Content starts

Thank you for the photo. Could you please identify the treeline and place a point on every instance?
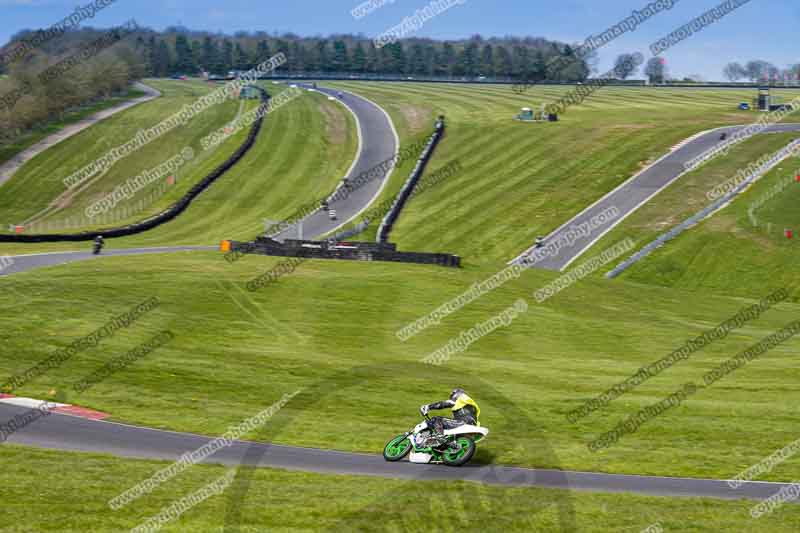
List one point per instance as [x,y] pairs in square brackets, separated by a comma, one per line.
[760,70]
[178,51]
[32,96]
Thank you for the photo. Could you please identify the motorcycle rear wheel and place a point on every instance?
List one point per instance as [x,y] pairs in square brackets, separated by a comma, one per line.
[397,448]
[463,455]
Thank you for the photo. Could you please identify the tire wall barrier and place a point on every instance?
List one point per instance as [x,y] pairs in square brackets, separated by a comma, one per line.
[172,212]
[408,187]
[358,251]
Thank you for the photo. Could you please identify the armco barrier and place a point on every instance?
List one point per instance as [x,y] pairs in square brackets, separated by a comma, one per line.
[353,251]
[167,215]
[719,203]
[408,187]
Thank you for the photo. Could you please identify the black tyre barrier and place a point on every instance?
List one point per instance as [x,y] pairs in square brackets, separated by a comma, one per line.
[172,212]
[408,187]
[353,251]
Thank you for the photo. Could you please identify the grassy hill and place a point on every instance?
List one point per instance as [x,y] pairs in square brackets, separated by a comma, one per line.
[303,150]
[79,485]
[521,180]
[330,328]
[726,253]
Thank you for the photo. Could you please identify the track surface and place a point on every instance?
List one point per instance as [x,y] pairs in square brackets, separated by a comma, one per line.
[10,167]
[23,263]
[378,141]
[65,432]
[636,192]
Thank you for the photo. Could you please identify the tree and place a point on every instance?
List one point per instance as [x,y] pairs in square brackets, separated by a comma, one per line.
[502,62]
[184,60]
[262,51]
[212,58]
[469,59]
[227,56]
[341,59]
[625,66]
[448,59]
[359,63]
[417,60]
[656,70]
[757,70]
[322,56]
[162,61]
[734,71]
[240,59]
[487,60]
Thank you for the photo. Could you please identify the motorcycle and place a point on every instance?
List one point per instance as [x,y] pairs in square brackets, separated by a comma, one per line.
[454,448]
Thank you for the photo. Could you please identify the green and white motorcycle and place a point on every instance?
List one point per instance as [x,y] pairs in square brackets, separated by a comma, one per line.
[455,448]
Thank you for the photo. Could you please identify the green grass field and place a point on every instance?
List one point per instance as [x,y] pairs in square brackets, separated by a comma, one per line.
[79,485]
[521,180]
[727,253]
[287,166]
[329,328]
[7,151]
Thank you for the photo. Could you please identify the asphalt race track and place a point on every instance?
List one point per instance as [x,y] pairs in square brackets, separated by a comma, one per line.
[23,263]
[634,193]
[64,432]
[378,142]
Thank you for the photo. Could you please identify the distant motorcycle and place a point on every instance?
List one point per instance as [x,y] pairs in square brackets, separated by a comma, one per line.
[98,246]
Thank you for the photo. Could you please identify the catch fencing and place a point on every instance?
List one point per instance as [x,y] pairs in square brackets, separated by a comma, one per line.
[408,187]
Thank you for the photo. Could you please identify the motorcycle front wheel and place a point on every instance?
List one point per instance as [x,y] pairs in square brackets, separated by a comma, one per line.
[397,448]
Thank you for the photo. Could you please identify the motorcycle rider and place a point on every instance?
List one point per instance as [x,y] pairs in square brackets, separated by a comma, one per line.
[464,409]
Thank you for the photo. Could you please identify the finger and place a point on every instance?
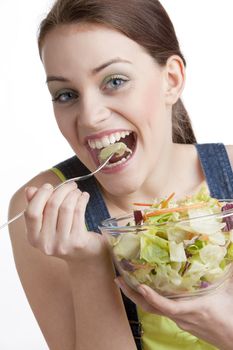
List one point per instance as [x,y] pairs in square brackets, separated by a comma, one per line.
[51,211]
[170,308]
[66,214]
[34,211]
[30,192]
[79,226]
[136,297]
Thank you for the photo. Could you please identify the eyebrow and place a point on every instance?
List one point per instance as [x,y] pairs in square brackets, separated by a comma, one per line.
[93,71]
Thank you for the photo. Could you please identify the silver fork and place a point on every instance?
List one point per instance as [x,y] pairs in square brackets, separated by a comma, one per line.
[79,178]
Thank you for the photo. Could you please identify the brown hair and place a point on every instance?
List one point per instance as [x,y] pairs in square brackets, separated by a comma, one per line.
[144,21]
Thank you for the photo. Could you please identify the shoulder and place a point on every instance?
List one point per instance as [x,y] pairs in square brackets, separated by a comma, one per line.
[229,149]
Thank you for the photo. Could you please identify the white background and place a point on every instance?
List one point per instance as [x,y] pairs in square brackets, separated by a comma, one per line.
[30,141]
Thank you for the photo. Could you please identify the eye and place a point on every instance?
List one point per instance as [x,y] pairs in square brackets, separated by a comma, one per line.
[64,96]
[114,82]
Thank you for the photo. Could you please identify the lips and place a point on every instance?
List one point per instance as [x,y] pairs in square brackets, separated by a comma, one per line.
[95,145]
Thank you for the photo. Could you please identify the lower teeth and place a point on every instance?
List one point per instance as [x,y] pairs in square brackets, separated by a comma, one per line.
[123,160]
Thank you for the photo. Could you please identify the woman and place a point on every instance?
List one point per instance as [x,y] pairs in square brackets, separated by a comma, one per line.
[114,70]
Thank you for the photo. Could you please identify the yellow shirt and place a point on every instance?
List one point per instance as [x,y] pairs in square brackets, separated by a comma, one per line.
[161,333]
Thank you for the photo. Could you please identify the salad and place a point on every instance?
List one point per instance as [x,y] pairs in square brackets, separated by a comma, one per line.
[181,247]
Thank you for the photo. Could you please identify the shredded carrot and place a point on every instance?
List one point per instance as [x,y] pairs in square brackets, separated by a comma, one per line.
[178,209]
[204,237]
[164,203]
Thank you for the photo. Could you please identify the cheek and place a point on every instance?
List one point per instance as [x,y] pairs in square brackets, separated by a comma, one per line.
[67,126]
[150,106]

Content ends

> **Work item**: What lines of the material above include "track"? Copy each one.

> **Answer to this problem**:
Thank you for the photo. Could you please identify the track surface and place a point on every instance?
Thank you for the photo. Could you please identify the asphalt race track and place a point on every instance?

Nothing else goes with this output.